• AIM OF THE EXERCISE:
Copy out the data below, swapping every "shelf audit" for "sports catalog" and keeping everything else the same.

(A run of records)

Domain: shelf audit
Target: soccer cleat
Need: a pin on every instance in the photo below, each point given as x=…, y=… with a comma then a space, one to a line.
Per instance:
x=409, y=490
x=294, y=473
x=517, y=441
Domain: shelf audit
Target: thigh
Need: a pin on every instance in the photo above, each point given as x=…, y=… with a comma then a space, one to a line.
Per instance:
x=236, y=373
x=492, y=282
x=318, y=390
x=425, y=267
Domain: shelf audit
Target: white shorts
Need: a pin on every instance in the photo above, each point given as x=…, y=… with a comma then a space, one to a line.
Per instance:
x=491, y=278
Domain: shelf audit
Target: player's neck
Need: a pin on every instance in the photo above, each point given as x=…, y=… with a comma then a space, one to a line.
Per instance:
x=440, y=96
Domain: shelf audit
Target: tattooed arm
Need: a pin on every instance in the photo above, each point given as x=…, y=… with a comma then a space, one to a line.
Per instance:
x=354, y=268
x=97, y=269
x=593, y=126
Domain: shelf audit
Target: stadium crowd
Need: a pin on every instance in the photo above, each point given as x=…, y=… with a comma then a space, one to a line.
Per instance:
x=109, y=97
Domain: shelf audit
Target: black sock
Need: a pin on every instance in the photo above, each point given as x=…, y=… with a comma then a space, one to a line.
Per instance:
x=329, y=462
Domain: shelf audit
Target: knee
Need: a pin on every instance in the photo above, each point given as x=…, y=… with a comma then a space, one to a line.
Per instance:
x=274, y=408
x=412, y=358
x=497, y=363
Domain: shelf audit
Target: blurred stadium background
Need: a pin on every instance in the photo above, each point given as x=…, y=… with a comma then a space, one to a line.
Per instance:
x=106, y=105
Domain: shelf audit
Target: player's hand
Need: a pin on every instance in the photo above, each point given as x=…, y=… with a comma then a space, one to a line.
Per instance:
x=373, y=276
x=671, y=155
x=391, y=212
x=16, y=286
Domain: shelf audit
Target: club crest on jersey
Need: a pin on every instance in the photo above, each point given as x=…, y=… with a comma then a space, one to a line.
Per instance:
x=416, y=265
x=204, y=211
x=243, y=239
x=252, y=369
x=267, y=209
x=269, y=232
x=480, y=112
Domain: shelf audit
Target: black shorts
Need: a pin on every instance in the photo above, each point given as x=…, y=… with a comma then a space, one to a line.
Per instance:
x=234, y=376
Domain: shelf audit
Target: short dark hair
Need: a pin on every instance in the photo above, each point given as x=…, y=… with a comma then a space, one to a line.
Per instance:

• WRITTEN REPLY:
Domain: sports catalog
Target: soccer cleat
Need: a pin on every instance in the photo below, each point given as x=…, y=… with a comma then a space, one to a line.
Per instance:
x=409, y=490
x=294, y=473
x=517, y=441
Domain: sports catalog
Target: thigh
Need: a pin on every instance in the photo above, each point given as x=…, y=… with a comma then a space, one to a line.
Per instance:
x=236, y=373
x=492, y=282
x=318, y=390
x=425, y=267
Domain: sports catalog
Target: white shorts
Need: a pin on every instance in the photo above, each point given as x=…, y=… with a comma then a space, one to a line.
Per instance:
x=491, y=278
Domain: sports catalog
Target: player's neck
Need: a pin on every instance in the photo above, each point given as x=…, y=… with a comma then a space, one to a line.
Per instance:
x=440, y=96
Domain: sports catalog
Target: tattooed arm
Need: a pin on every instance in the photo above, each point given as x=…, y=… with a comma then a space, one to a line.
Per instance:
x=354, y=268
x=97, y=269
x=593, y=126
Domain: sports catalog
Target: stadium crowd
Need: a pin on every instance in the photo above, each point given as x=…, y=… with a comma then a space, one to a line.
Per instance:
x=109, y=97
Domain: sports catalog
Target: black sock
Need: a pin on every instance in the photo above, each point given as x=…, y=… with a comma then a space, one to a line.
Per instance:
x=329, y=462
Domain: sports catalog
Target: knee
Need: a pin on every instance in the photo above, each point given as x=…, y=… with a comma then a space, one to a line.
Per instance:
x=274, y=408
x=412, y=358
x=497, y=363
Domain: sports catalog
Target: blurred stadium background
Need: a pin on every instance in the photo above, each point given as x=…, y=… with a comma then a space, one to a line.
Per instance:
x=106, y=105
Domain: sports catalog
Target: player's hand
Need: a pin on every instance in the photo above, each point given as x=…, y=… with a comma then a space, one to a line.
Per instance:
x=373, y=276
x=671, y=155
x=391, y=212
x=16, y=286
Domain: sports catalog
Target: club crest on jersey
Need: a pin on every instance in the photo above, each point given as x=…, y=… with a comma then a space, one to a line.
Per instance:
x=416, y=265
x=204, y=211
x=243, y=239
x=252, y=369
x=267, y=209
x=269, y=232
x=480, y=112
Domain: sports catalog
Target: black shorts
Need: a pin on every instance in the photo above, each point given as x=…, y=… with a comma then a space, one to a line.
Per instance:
x=234, y=376
Domain: sports catalog
Target: short dark hair
Need: a pin on every instance in the photo above, each point given as x=…, y=… with a comma then a space, one to a line.
Per instance:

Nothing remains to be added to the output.